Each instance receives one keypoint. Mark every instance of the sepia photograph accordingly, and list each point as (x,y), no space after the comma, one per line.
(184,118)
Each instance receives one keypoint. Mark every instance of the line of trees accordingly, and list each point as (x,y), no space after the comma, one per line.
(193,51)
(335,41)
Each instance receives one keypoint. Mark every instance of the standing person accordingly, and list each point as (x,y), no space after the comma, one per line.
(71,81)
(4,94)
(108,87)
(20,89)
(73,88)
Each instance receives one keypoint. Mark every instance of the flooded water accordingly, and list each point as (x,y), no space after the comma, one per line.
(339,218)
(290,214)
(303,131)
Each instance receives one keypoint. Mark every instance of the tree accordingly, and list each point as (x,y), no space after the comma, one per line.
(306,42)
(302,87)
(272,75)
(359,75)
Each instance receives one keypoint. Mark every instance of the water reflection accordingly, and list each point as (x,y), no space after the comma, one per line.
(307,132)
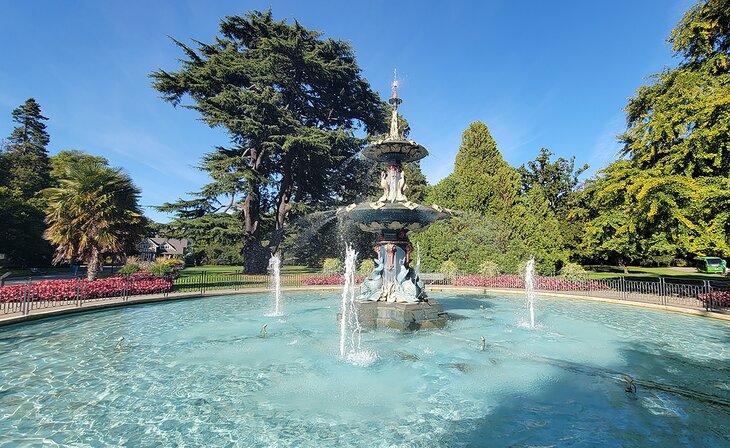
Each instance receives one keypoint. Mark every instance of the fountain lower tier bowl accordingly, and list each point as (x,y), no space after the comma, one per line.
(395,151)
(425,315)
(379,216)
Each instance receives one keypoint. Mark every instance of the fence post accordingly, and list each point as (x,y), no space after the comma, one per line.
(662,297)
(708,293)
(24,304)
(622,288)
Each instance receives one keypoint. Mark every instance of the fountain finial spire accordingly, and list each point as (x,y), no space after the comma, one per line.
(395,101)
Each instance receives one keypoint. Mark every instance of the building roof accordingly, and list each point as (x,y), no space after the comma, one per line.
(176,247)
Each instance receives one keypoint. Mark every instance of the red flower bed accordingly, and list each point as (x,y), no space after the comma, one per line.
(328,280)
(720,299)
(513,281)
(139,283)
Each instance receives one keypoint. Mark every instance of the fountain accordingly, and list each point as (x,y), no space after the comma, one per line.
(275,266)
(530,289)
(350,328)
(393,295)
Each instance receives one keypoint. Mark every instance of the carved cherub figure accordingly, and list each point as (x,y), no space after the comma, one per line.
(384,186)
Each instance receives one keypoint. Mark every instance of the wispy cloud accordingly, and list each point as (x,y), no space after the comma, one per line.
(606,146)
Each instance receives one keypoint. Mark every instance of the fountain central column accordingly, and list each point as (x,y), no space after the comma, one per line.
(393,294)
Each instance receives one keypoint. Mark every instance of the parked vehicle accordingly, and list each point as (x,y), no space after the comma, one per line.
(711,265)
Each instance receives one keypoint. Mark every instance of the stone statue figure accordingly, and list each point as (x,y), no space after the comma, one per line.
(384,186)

==

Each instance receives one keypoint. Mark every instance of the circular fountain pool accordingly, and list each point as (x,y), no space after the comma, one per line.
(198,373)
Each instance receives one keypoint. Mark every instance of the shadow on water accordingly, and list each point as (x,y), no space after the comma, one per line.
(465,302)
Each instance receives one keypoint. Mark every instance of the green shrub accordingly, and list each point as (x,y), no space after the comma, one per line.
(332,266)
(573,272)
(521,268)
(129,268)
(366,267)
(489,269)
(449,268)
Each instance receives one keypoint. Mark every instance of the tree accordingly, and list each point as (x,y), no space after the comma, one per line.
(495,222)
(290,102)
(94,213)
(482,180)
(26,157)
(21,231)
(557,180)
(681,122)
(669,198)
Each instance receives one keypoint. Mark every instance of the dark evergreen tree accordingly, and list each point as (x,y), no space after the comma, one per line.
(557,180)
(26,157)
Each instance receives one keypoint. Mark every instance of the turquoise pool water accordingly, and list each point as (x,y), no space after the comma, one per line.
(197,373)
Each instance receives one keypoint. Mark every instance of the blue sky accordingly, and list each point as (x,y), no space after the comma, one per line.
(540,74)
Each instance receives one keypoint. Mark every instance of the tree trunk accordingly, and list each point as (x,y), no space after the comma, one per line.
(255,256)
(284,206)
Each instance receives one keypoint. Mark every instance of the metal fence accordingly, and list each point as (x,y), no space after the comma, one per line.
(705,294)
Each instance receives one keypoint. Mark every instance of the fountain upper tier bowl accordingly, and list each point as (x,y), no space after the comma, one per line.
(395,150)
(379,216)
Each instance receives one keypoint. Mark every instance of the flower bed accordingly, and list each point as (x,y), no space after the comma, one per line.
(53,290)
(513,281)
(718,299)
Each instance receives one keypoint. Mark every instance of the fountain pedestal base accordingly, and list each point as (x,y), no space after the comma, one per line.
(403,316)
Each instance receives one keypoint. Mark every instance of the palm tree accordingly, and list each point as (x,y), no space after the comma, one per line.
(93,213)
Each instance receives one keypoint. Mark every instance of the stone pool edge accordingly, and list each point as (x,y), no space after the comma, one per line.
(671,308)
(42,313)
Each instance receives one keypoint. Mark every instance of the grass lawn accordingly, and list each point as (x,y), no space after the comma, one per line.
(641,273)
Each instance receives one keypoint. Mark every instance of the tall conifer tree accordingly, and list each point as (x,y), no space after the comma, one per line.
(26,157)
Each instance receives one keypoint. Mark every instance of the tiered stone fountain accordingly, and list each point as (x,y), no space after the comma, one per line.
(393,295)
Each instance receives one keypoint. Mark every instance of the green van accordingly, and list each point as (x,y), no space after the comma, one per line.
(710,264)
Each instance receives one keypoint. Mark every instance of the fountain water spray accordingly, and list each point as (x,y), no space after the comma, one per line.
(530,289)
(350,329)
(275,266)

WHAT IS REQUIRED >>
How many lines of the records contain the word "figure"? Reply with the number alone.

RESPONSE BELOW >>
2